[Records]
* Start *

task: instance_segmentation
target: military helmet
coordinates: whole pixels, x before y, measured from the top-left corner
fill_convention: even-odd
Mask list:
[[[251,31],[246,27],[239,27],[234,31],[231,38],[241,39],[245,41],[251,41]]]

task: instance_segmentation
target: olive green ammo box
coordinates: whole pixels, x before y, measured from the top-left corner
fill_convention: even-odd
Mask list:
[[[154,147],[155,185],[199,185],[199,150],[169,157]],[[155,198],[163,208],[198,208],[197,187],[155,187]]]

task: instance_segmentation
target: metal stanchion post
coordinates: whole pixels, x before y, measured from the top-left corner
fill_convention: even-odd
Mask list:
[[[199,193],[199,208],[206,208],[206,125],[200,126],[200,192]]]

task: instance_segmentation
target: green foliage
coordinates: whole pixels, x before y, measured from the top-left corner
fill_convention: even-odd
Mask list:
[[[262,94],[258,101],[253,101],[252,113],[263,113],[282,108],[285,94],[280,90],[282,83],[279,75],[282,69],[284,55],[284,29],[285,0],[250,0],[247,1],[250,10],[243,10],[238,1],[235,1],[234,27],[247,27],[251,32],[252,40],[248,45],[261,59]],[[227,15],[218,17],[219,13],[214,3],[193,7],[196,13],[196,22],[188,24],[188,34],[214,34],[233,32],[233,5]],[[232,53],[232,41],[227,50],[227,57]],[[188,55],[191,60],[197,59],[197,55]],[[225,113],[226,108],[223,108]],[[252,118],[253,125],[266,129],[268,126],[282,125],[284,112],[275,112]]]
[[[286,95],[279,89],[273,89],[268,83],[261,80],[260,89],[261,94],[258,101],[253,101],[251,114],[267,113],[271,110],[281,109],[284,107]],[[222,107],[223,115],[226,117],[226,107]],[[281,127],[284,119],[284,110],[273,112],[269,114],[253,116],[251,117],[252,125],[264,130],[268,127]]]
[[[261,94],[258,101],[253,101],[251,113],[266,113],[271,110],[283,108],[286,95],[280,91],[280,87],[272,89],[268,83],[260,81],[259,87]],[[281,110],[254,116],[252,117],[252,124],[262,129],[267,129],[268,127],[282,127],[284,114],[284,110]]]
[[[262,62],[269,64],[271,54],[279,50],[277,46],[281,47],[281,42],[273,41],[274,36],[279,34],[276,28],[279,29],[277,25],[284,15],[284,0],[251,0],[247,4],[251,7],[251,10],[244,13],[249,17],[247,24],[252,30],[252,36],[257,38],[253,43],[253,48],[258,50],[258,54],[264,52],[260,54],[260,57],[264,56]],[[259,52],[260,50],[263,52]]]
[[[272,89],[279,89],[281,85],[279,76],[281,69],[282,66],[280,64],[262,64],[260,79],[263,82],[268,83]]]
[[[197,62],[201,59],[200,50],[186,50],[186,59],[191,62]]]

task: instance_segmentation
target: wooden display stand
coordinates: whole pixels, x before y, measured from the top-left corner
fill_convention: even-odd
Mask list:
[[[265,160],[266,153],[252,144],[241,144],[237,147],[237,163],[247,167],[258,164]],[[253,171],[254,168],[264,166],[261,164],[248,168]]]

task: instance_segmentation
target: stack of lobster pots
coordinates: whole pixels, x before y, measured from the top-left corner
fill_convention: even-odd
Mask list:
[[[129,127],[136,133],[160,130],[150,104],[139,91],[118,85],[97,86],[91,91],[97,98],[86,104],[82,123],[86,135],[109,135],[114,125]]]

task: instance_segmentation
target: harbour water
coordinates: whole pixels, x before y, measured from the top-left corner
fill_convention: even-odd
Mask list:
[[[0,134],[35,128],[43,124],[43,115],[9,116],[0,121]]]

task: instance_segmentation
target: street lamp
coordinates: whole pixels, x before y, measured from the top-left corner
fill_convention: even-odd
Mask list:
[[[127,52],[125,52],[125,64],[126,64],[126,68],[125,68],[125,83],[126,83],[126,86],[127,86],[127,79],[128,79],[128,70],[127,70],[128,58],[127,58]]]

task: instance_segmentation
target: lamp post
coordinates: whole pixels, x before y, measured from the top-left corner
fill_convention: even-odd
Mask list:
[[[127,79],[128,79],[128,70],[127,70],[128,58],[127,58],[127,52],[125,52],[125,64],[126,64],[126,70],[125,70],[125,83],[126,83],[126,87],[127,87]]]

* End *

Rewrite all of the entries above, changing "whole pixels" to "integer pixels" wherever it appears and leaving everything else as it is.

task: instance_segmentation
target: military helmet
coordinates: integer pixels, x before y, measured from the top-left corner
fill_convention: even-odd
Mask list:
[[[251,31],[246,27],[239,27],[234,31],[231,38],[241,39],[245,41],[251,41]]]

task: instance_segmentation
target: olive green ammo box
coordinates: integer pixels, x before y, measured from the top-left corner
fill_convention: even-odd
Mask list:
[[[154,147],[155,185],[199,185],[199,150],[169,157]],[[155,198],[163,208],[198,208],[197,187],[155,187]]]

task: instance_segmentation
target: metal stanchion post
coordinates: integer pixels, x before y, measured from the top-left corner
fill_convention: even-odd
Mask list:
[[[199,193],[199,208],[206,208],[206,125],[200,126],[200,192]]]

task: instance_segmentation
target: green foliage
coordinates: integer pixels, x before y, measured from the top-left corner
fill_convention: even-odd
Mask list:
[[[262,94],[258,101],[253,101],[252,113],[263,113],[282,108],[285,94],[280,90],[282,83],[279,75],[282,69],[284,55],[284,29],[285,0],[250,0],[247,1],[250,10],[243,10],[238,1],[235,1],[234,27],[247,27],[251,32],[252,40],[248,45],[261,59]],[[227,15],[218,17],[219,13],[214,3],[193,7],[196,13],[196,22],[188,24],[188,34],[214,34],[233,32],[233,5]],[[232,53],[232,41],[227,50],[227,57]],[[188,55],[191,60],[197,59],[197,55]],[[225,113],[226,108],[223,108]],[[252,118],[253,125],[266,129],[268,126],[282,125],[284,112],[275,112]]]
[[[286,95],[279,89],[273,89],[268,83],[261,80],[260,89],[261,94],[258,101],[253,101],[251,114],[267,113],[271,110],[281,109],[284,107]],[[222,107],[223,115],[226,117],[226,107]],[[281,127],[284,119],[284,110],[273,112],[269,114],[253,116],[251,117],[252,125],[264,130],[268,127]]]
[[[261,94],[258,101],[253,101],[251,113],[266,113],[271,110],[283,108],[286,95],[280,91],[280,87],[272,89],[268,83],[260,81],[259,87]],[[281,110],[254,116],[252,117],[252,124],[262,129],[267,129],[268,127],[282,127],[284,114],[284,110]]]
[[[262,62],[269,64],[271,54],[279,50],[277,46],[281,47],[281,42],[273,41],[274,36],[279,34],[276,28],[279,29],[277,25],[284,15],[284,0],[251,0],[247,4],[251,7],[251,10],[244,13],[249,17],[247,24],[252,30],[252,36],[257,38],[253,43],[253,48],[258,50],[258,54],[264,52],[260,54],[260,57],[264,56]],[[259,52],[260,50],[263,52]]]
[[[272,89],[279,89],[281,85],[279,76],[281,69],[282,66],[280,64],[262,64],[260,79],[263,82],[268,83]]]
[[[197,62],[201,59],[200,50],[186,50],[186,59],[191,62]]]

task: instance_segmentation
target: wooden display stand
coordinates: integer pixels, x before y, measured from the top-left corner
fill_convention: even-odd
Mask list:
[[[265,160],[266,153],[252,144],[241,144],[237,147],[237,163],[247,167],[258,164]],[[253,171],[254,168],[264,166],[261,164],[248,168]]]

task: instance_segmentation
target: stack of lobster pots
coordinates: integer pixels, x before y, measured from the top-left corner
fill_convention: even-odd
Mask list:
[[[129,127],[136,133],[160,130],[150,104],[139,91],[118,85],[97,86],[91,91],[97,98],[86,104],[82,123],[86,135],[109,135],[114,125]]]

task: instance_segmentation
target: harbour water
coordinates: integer pixels, x before y, measured from the top-left corner
fill_convention: even-odd
Mask list:
[[[0,134],[35,128],[43,124],[43,115],[9,116],[0,121]]]

task: instance_segmentation
target: street lamp
coordinates: integer pixels, x before y, measured from the top-left corner
fill_convention: even-odd
Mask list:
[[[127,52],[125,52],[125,64],[126,64],[126,68],[125,68],[125,83],[126,83],[126,86],[127,86],[127,79],[128,79],[128,70],[127,70],[128,58],[127,58]]]

task: instance_segmentation
target: lamp post
coordinates: integer pixels, x before y, measured from the top-left corner
fill_convention: even-odd
Mask list:
[[[127,79],[128,79],[128,70],[127,70],[128,58],[127,58],[127,52],[125,52],[125,64],[126,64],[126,70],[125,70],[125,83],[126,83],[126,87],[127,87]]]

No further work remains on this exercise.